Consigne 1 → Extrayez intégralement l'article sur Emmanuel Stockbroekx, sans en modifier un seul mot.

Texte →

Euro de hockey: Emmanuel Stockbroekx voulait "tout quitter"
Manu Stockbroekx a traversé une profonde crise existentielle à la suite de sa blessure à la Coupe du monde. Il a retrouvé le plaisir de jouer.
- Publié le 20-08-2019 à 06h33
- Mis à jour le 20-08-2019 à 08h09
Manu Stockbroekx a traversé une profonde crise existentielle à la suite de sa blessure à la Coupe du monde. Il a retrouvé le plaisir de jouer. Manu Stockbroekx va bien. Merci pour lui. Il va même nettement mieux. À la Wilrijkse Plein, le défenseur rayonne sur le terrain. Lors de la première mi-temps contre l’Angleterre, il était l’un des seuls à montrer son meilleur visage : jeu offensif, prise d’initiatives, puissance physique et combinaisons efficaces.

Matériel d'exercice →
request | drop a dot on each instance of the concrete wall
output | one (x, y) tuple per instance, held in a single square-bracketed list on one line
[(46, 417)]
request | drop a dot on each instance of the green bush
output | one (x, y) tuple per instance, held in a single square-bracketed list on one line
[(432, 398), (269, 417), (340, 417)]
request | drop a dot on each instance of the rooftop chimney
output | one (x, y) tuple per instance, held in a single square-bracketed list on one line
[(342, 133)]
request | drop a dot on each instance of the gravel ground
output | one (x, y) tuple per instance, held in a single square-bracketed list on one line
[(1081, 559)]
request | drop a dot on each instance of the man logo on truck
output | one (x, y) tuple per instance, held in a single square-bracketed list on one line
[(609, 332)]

Consigne 2 → Convertissez en CSV à deux colonnes, libelle et resultat, les lignes du matériel d'exercice, de celle qui contient « request | drop a dot on each instance of the man » jusqu'à la fin du matériel, bornes incluses. Produisez un enregistrement par libellé, avec son résultat, chaque valeur dans un champ entre guillemets et les sauts de ligne remplacés par des espaces.

Résultat attendu 1 →
Euro de hockey: Emmanuel Stockbroekx voulait "tout quitter"
Manu Stockbroekx a traversé une profonde crise existentielle à la suite de sa blessure à la Coupe du monde. Il a retrouvé le plaisir de jouer.
- Publié le 20-08-2019 à 06h33
- Mis à jour le 20-08-2019 à 08h09
Manu Stockbroekx a traversé une profonde crise existentielle à la suite de sa blessure à la Coupe du monde. Il a retrouvé le plaisir de jouer. Manu Stockbroekx va bien. Merci pour lui. Il va même nettement mieux. À la Wilrijkse Plein, le défenseur rayonne sur le terrain. Lors de la première mi-temps contre l’Angleterre, il était l’un des seuls à montrer son meilleur visage : jeu offensif, prise d’initiatives, puissance physique et combinaisons efficaces.

Résultat attendu 2 →
libelle,resultat
"request | drop a dot on each instance of the man logo on truck output | one (x, y) tuple per instance, held in a single square-bracketed list on one line","[(609, 332)]"